> [What to produce] Your task is to repeat all of the data exactly while excluding the pictures.
-- BEGIN Raw records --
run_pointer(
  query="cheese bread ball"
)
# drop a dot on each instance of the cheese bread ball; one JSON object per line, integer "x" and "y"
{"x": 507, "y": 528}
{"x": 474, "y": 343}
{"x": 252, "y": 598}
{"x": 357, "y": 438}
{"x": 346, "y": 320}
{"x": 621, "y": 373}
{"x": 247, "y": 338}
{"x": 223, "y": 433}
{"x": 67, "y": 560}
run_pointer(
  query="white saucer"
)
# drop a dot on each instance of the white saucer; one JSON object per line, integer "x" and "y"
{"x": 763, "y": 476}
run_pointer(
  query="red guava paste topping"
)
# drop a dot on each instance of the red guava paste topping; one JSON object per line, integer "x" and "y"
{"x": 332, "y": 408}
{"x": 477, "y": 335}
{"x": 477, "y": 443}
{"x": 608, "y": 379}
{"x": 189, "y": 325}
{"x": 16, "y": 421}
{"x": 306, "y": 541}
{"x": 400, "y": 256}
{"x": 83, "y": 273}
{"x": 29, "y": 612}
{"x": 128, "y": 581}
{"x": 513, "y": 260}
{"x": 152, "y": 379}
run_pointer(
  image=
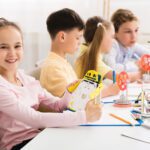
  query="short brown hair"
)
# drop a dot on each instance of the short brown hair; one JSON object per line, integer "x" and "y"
{"x": 6, "y": 23}
{"x": 64, "y": 19}
{"x": 91, "y": 27}
{"x": 122, "y": 16}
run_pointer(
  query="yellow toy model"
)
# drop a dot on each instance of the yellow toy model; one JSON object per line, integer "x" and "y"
{"x": 86, "y": 89}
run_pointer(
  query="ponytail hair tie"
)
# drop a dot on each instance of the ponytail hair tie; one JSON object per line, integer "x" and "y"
{"x": 99, "y": 24}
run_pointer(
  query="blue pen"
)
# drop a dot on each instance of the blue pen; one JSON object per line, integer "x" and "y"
{"x": 114, "y": 76}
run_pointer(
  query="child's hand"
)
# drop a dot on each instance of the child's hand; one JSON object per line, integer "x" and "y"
{"x": 93, "y": 111}
{"x": 72, "y": 86}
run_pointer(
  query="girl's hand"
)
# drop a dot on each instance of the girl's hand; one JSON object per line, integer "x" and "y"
{"x": 93, "y": 111}
{"x": 72, "y": 86}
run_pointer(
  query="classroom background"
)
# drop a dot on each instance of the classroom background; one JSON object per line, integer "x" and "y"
{"x": 31, "y": 16}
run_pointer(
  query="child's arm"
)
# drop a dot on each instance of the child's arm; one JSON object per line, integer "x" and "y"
{"x": 10, "y": 105}
{"x": 54, "y": 80}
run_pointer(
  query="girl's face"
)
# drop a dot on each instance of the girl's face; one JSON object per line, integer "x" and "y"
{"x": 107, "y": 41}
{"x": 127, "y": 33}
{"x": 11, "y": 48}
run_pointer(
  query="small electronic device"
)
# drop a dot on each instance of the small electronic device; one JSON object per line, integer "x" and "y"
{"x": 87, "y": 89}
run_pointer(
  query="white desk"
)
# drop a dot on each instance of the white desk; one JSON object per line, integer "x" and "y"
{"x": 89, "y": 138}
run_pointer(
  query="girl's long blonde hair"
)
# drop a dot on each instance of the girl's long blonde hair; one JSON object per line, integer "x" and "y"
{"x": 88, "y": 60}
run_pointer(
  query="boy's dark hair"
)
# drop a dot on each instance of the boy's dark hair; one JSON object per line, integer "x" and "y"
{"x": 6, "y": 23}
{"x": 64, "y": 19}
{"x": 90, "y": 28}
{"x": 121, "y": 16}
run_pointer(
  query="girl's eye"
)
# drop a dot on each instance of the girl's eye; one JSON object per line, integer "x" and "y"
{"x": 17, "y": 46}
{"x": 3, "y": 47}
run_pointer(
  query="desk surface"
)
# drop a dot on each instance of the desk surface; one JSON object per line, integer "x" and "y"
{"x": 89, "y": 138}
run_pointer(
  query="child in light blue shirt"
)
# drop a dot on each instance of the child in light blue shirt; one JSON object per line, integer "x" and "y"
{"x": 126, "y": 51}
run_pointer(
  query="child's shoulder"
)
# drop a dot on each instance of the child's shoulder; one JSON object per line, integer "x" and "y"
{"x": 54, "y": 61}
{"x": 24, "y": 77}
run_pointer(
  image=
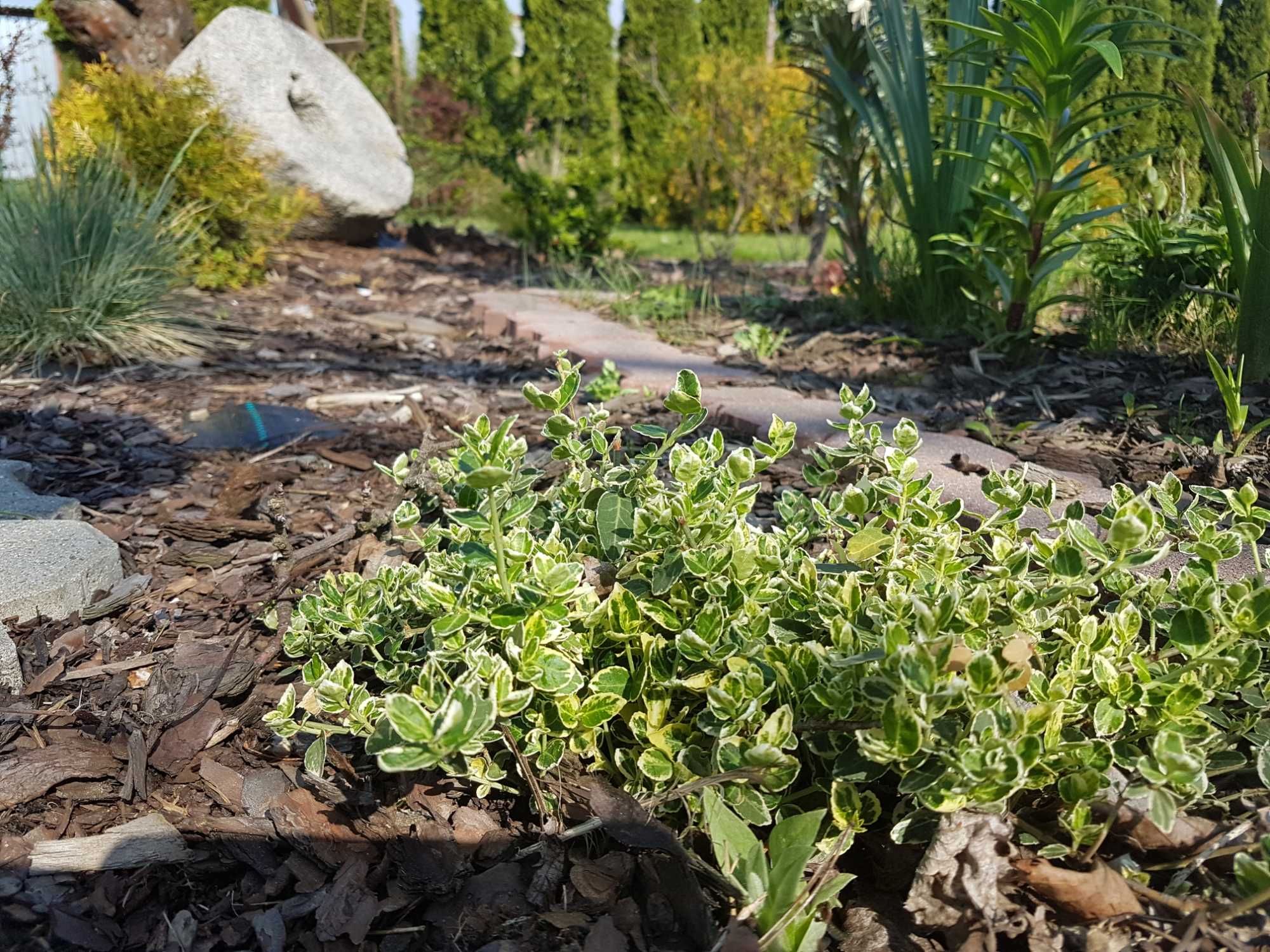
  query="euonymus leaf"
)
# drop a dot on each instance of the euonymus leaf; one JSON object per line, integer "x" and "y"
{"x": 316, "y": 757}
{"x": 408, "y": 718}
{"x": 867, "y": 545}
{"x": 1191, "y": 630}
{"x": 615, "y": 522}
{"x": 610, "y": 681}
{"x": 656, "y": 766}
{"x": 667, "y": 573}
{"x": 553, "y": 673}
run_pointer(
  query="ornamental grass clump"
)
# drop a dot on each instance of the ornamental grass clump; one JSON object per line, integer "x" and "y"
-- END Raw records --
> [Solution to the problem]
run_pointer(
  query="cheese bread ball"
)
# drop a dot on each instance of the cheese bread ball; one JSON object per line, integer "x" and "y"
{"x": 507, "y": 528}
{"x": 474, "y": 343}
{"x": 252, "y": 598}
{"x": 357, "y": 438}
{"x": 346, "y": 320}
{"x": 621, "y": 373}
{"x": 247, "y": 338}
{"x": 223, "y": 433}
{"x": 67, "y": 560}
run_pointer(
  query="white saucer"
)
# drop a dot on each instance of the white saucer; one JSON object per line, integer "x" and "y"
{"x": 763, "y": 476}
run_pointer(
  query="red guava paste topping"
)
# drop a dot on each instance of the red guava paste topping; one JSON object per line, integer "x" and "y"
{"x": 332, "y": 408}
{"x": 477, "y": 335}
{"x": 477, "y": 443}
{"x": 608, "y": 379}
{"x": 189, "y": 325}
{"x": 16, "y": 421}
{"x": 306, "y": 541}
{"x": 400, "y": 256}
{"x": 83, "y": 273}
{"x": 29, "y": 612}
{"x": 128, "y": 581}
{"x": 513, "y": 260}
{"x": 152, "y": 379}
run_pointer(
  image=
  query="short brown hair"
)
# drop a dot on each instance of the short brown hair; one JSON object per line, integer "x" and "y"
{"x": 6, "y": 23}
{"x": 64, "y": 19}
{"x": 91, "y": 27}
{"x": 122, "y": 16}
run_pointer(
  query="yellow toy model"
)
# drop a dot on each instance of the yellow toy model; one JSON object per line, integer "x" and "y"
{"x": 86, "y": 89}
run_pointer(
  query="ponytail hair tie"
)
# drop a dot on each instance of the ponytail hair tie; one JSON object per line, integer "x" and "y"
{"x": 99, "y": 24}
run_pointer(
  query="blue pen"
)
# drop a dot on each instance of the blue pen; one JSON object per line, integer "x" and "y"
{"x": 114, "y": 76}
run_pointer(
  query="child's hand"
)
# drop a dot on each instance of the child's hand; one JSON object per line, integer "x" and "y"
{"x": 93, "y": 111}
{"x": 72, "y": 86}
run_pointer(
  query="girl's hand"
)
# drop a dot on each instance of the girl's hand; one JSON object per line, integer "x" and "y"
{"x": 93, "y": 111}
{"x": 72, "y": 86}
run_pointer(
  query="classroom background"
)
# drop a dot on each instance of the classroom background; one JSON object per line, integer "x" and "y"
{"x": 31, "y": 16}
run_pointer(
  query="child's arm"
)
# drop a dot on each instance of the child's arm; one JSON object per line, integer "x" and "y"
{"x": 10, "y": 105}
{"x": 54, "y": 80}
run_pointer(
  query="girl's face"
)
# drop a dot on each instance of the girl's face; one JSON object per line, integer "x" and "y"
{"x": 107, "y": 41}
{"x": 127, "y": 33}
{"x": 11, "y": 48}
run_pointer(
  query="small electronic device"
)
# drop a dot on each instance of the small electronic device; one JSON object per line, integer "x" and "y"
{"x": 87, "y": 89}
run_pointer(
  query="white desk"
)
# drop a dot on each instance of the white desk; one JSON object per line, integer "x" and "y"
{"x": 89, "y": 138}
run_pointer(
  query="girl's long blonde hair"
)
# drop a dot on each instance of the girl's long blonde hair; one JSON object per line, integer "x" and "y"
{"x": 88, "y": 60}
run_pointer(
  query="boy's dark hair"
)
# drop a dot on each instance of the boy's dark hair; one JSON object per line, integer "x" and "y"
{"x": 6, "y": 23}
{"x": 64, "y": 19}
{"x": 90, "y": 28}
{"x": 121, "y": 16}
run_pointer(
  query="girl's eye"
)
# drop a dot on each instance of the girl's eye; one JSON object per line, integer "x" and "y"
{"x": 17, "y": 46}
{"x": 3, "y": 47}
run_pointer(
  query="desk surface"
)
# drop a dot on each instance of the desk surface; one JSON object per line, integer "x" and "y"
{"x": 89, "y": 138}
run_pointer(
  query="child in light blue shirt"
)
# drop a dot on each instance of the child in light blue shirt; one JSON object per line, integer "x" and "y"
{"x": 126, "y": 51}
run_pointer(
  query="child's shoulder"
)
# drop a dot on each instance of the child's shoulder; one JSON object per line, integer "x" and "y"
{"x": 54, "y": 61}
{"x": 24, "y": 77}
run_pointer(
  image=
  query="euonymus leaf"
)
# drop a dot on each instance of the euonymus leaf; one JSON object per line, integer "x" and "y"
{"x": 316, "y": 757}
{"x": 408, "y": 718}
{"x": 867, "y": 545}
{"x": 1191, "y": 630}
{"x": 615, "y": 522}
{"x": 610, "y": 681}
{"x": 656, "y": 766}
{"x": 667, "y": 573}
{"x": 553, "y": 673}
run_pointer(
  query="ornamental grass clump"
)
# drop a dot on each instance of the ornamental grass clump; one JSON object per line, integer "x" and "y"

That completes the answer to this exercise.